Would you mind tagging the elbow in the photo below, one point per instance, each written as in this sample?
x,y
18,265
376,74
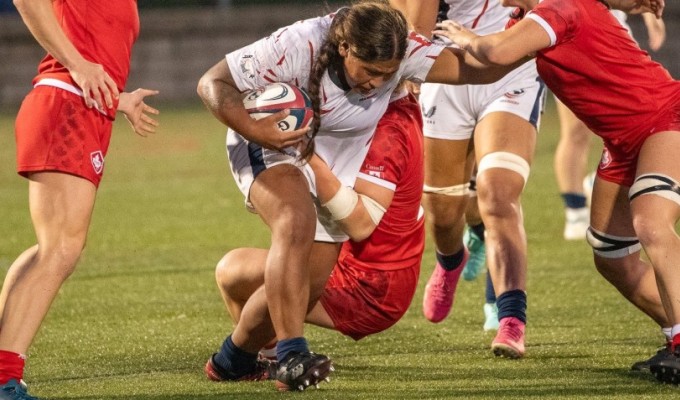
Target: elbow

====

▶ **Stated exercise**:
Please repeat the entries exactly. Do not include the pictures.

▶ **Final answer**:
Would you mind tagging the elbow in the photo below, one point per instance, each written as in this sample?
x,y
18,265
376,74
Target: elbow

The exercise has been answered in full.